### PROMPT
In the records below, find the line holding "Please identify the person" and the line holding "Please identify the ski". Set down both, with every line between them, exactly.

══ SOURCE RECORDS ══

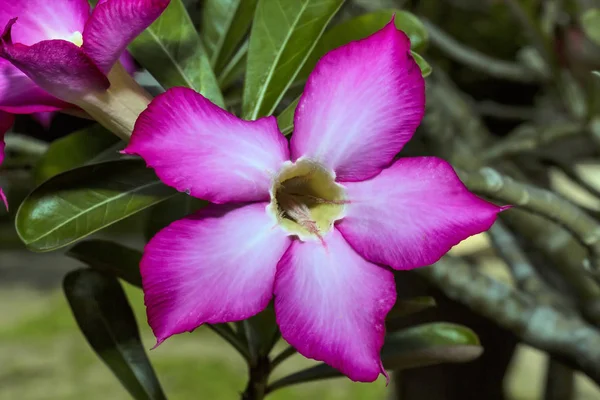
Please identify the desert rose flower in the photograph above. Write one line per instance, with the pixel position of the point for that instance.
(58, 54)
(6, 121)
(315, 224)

═══
══ SOURCE RECORDS ══

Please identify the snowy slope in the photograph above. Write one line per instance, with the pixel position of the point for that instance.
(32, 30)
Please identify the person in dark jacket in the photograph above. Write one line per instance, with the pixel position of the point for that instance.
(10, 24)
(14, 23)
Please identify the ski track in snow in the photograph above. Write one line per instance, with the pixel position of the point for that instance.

═══

### OUTPUT BELOW
Please identify the person in dark jacket in the photograph above. Write one line per instance, with the pixel position of the point for that instance.
(10, 24)
(14, 23)
Please identify the ski track in snow in the photograph above. Write one line per instance, with the pixel position of the point for that instance.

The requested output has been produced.